Emit only the lines from the line containing "field, that would be a great help." through the last line of the entries, unchanged.
◆ ◆ ◆
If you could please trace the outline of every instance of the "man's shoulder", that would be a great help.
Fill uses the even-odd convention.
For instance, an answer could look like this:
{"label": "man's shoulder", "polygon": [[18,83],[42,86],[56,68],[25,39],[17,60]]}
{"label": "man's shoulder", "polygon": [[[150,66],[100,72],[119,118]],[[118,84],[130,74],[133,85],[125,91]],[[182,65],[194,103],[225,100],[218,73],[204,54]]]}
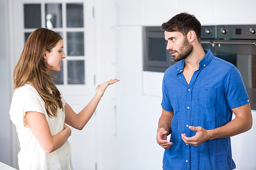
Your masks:
{"label": "man's shoulder", "polygon": [[233,64],[215,56],[212,57],[211,63],[218,67],[231,68],[235,66]]}
{"label": "man's shoulder", "polygon": [[[181,67],[180,62],[178,62],[173,65],[169,66],[164,72],[164,74],[176,74],[178,70],[182,68]],[[181,68],[180,68],[181,67]]]}

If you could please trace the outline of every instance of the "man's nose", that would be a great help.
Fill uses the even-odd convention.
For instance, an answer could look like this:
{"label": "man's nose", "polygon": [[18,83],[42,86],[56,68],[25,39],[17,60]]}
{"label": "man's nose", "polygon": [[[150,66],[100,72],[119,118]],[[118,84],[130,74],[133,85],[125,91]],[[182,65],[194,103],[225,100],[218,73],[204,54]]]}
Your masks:
{"label": "man's nose", "polygon": [[167,43],[166,45],[166,50],[169,50],[172,48],[173,48],[173,46],[171,45],[169,43]]}

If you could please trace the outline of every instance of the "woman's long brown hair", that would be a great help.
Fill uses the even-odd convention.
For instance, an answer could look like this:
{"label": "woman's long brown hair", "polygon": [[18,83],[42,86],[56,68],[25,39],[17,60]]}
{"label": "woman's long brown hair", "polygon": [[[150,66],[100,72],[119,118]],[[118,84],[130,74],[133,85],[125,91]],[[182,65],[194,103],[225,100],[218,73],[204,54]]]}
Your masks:
{"label": "woman's long brown hair", "polygon": [[50,66],[44,61],[44,56],[62,39],[58,33],[46,28],[35,30],[27,40],[13,71],[14,89],[29,83],[45,102],[50,117],[56,116],[58,108],[63,108],[60,93],[53,81],[55,75],[50,73]]}

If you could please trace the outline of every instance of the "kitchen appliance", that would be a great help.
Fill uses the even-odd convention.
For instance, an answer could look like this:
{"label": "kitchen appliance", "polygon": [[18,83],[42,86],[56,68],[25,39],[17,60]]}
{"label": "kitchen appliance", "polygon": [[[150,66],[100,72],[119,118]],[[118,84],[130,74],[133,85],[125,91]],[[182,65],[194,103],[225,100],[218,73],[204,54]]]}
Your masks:
{"label": "kitchen appliance", "polygon": [[256,110],[256,25],[202,26],[201,44],[240,71],[251,108]]}

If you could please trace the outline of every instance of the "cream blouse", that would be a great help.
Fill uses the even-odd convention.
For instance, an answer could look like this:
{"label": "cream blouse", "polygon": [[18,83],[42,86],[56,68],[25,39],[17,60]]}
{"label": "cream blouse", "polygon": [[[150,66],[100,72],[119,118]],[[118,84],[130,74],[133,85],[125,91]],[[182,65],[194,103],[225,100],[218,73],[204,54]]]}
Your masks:
{"label": "cream blouse", "polygon": [[[63,98],[61,101],[63,106],[65,106],[66,101]],[[44,151],[27,124],[25,116],[27,111],[44,114],[52,135],[63,130],[65,119],[65,111],[61,109],[58,109],[56,117],[48,116],[42,99],[29,84],[15,90],[10,115],[11,120],[16,126],[20,143],[20,151],[18,154],[20,170],[73,169],[69,141],[67,140],[60,148],[50,154]]]}

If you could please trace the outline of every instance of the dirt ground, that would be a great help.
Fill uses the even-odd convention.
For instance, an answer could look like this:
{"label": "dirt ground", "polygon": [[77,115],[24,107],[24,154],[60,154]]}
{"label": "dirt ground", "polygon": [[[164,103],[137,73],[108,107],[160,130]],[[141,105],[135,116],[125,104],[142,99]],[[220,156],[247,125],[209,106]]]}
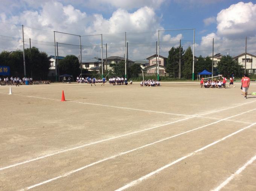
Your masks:
{"label": "dirt ground", "polygon": [[0,190],[256,190],[256,83],[198,83],[0,86]]}

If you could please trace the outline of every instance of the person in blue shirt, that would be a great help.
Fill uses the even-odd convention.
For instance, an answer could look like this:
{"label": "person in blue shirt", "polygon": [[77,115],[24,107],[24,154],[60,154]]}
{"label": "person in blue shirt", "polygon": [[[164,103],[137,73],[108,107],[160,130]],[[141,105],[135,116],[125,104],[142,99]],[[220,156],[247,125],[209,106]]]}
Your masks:
{"label": "person in blue shirt", "polygon": [[101,85],[101,86],[102,86],[102,85],[103,85],[104,86],[105,85],[105,81],[106,81],[106,78],[105,78],[105,77],[103,77],[103,78],[102,78],[102,82],[103,82],[103,83],[102,83]]}
{"label": "person in blue shirt", "polygon": [[128,82],[127,82],[127,79],[125,78],[125,85],[127,85],[128,84]]}
{"label": "person in blue shirt", "polygon": [[93,83],[94,83],[94,85],[96,86],[96,85],[95,84],[95,81],[96,81],[96,79],[95,79],[95,77],[94,76],[93,76],[93,82],[91,83],[91,86],[93,86]]}

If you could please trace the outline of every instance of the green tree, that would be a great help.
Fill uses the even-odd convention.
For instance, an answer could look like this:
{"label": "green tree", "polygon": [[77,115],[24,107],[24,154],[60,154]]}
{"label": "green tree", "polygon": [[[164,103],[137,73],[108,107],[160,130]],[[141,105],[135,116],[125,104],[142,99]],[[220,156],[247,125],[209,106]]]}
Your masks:
{"label": "green tree", "polygon": [[78,59],[74,55],[68,55],[59,60],[59,68],[60,75],[67,74],[78,76],[81,72]]}
{"label": "green tree", "polygon": [[139,64],[134,64],[129,66],[128,68],[128,77],[137,77],[139,74],[142,73],[141,67]]}
{"label": "green tree", "polygon": [[218,64],[219,73],[227,77],[231,76],[232,74],[236,76],[241,76],[244,73],[243,68],[243,66],[233,60],[229,55],[222,57]]}
{"label": "green tree", "polygon": [[186,50],[184,59],[184,65],[182,70],[183,77],[187,79],[191,79],[192,76],[193,54],[190,46]]}
{"label": "green tree", "polygon": [[113,68],[114,74],[117,76],[123,76],[125,73],[125,62],[123,61],[119,63],[112,64],[110,65]]}
{"label": "green tree", "polygon": [[[34,79],[47,78],[50,62],[48,55],[44,52],[40,52],[38,49],[33,47],[31,52],[29,49],[25,50],[26,74]],[[4,65],[9,66],[10,75],[23,77],[24,69],[23,52],[17,50],[11,52],[6,51],[0,54],[0,62]]]}
{"label": "green tree", "polygon": [[[183,47],[181,47],[180,52],[181,62],[182,63],[183,55],[184,54],[184,50],[183,50]],[[178,76],[179,62],[180,47],[177,47],[176,48],[173,47],[169,50],[166,66],[166,71],[167,73],[169,73],[169,76],[172,76],[173,77]]]}
{"label": "green tree", "polygon": [[2,52],[0,54],[0,63],[10,67],[10,76],[21,77],[24,76],[23,52],[21,50]]}
{"label": "green tree", "polygon": [[31,76],[37,79],[47,78],[50,66],[47,54],[40,52],[37,48],[34,47],[31,50],[26,49],[25,53],[27,77]]}
{"label": "green tree", "polygon": [[204,70],[206,70],[209,72],[211,72],[212,64],[212,60],[209,56],[204,58],[202,56],[200,55],[197,62],[195,64],[195,74],[201,72]]}

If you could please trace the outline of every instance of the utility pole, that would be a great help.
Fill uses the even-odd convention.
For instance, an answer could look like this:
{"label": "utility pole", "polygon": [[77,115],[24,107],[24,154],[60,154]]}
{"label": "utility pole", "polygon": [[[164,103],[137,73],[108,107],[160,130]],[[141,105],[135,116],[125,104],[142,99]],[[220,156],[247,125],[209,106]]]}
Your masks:
{"label": "utility pole", "polygon": [[54,34],[54,60],[55,62],[55,81],[57,82],[58,80],[58,74],[57,73],[57,62],[56,60],[56,43],[55,41],[55,31],[53,31],[53,34]]}
{"label": "utility pole", "polygon": [[31,53],[31,41],[29,38],[29,51],[30,51],[30,53]]}
{"label": "utility pole", "polygon": [[245,61],[244,63],[244,73],[246,73],[246,62],[247,62],[247,36],[245,37]]}
{"label": "utility pole", "polygon": [[156,52],[155,53],[155,74],[157,73],[157,41],[156,41],[156,45],[155,46]]}
{"label": "utility pole", "polygon": [[24,45],[24,31],[23,29],[23,26],[22,25],[22,38],[23,39],[23,62],[24,67],[24,77],[26,77],[26,61],[25,61],[25,46]]}
{"label": "utility pole", "polygon": [[180,62],[179,62],[179,79],[180,79],[180,51],[181,47],[181,40],[180,39]]}
{"label": "utility pole", "polygon": [[214,49],[214,38],[212,38],[212,80],[213,77],[213,50]]}
{"label": "utility pole", "polygon": [[127,78],[127,73],[126,73],[126,32],[125,32],[125,78]]}

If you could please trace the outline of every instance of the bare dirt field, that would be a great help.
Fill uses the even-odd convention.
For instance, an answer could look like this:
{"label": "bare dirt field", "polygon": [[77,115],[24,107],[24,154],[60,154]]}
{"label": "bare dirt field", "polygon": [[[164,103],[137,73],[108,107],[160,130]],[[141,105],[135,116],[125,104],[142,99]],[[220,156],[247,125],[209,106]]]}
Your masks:
{"label": "bare dirt field", "polygon": [[0,86],[0,190],[256,190],[256,83],[198,83]]}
◆ ◆ ◆
EXERCISE ANSWER:
If you could please trace the outline of every instance of the bare dirt field, that would be a great help.
Fill uses the even-odd convention.
For instance, an answer could look like this:
{"label": "bare dirt field", "polygon": [[77,115],[24,107],[24,154],[60,154]]}
{"label": "bare dirt field", "polygon": [[[164,103],[137,73],[108,107],[160,130]],[[141,105],[135,116],[125,104],[142,99]],[[220,156],[247,125],[209,106]]]}
Your masks:
{"label": "bare dirt field", "polygon": [[0,86],[0,190],[256,190],[256,83],[198,83]]}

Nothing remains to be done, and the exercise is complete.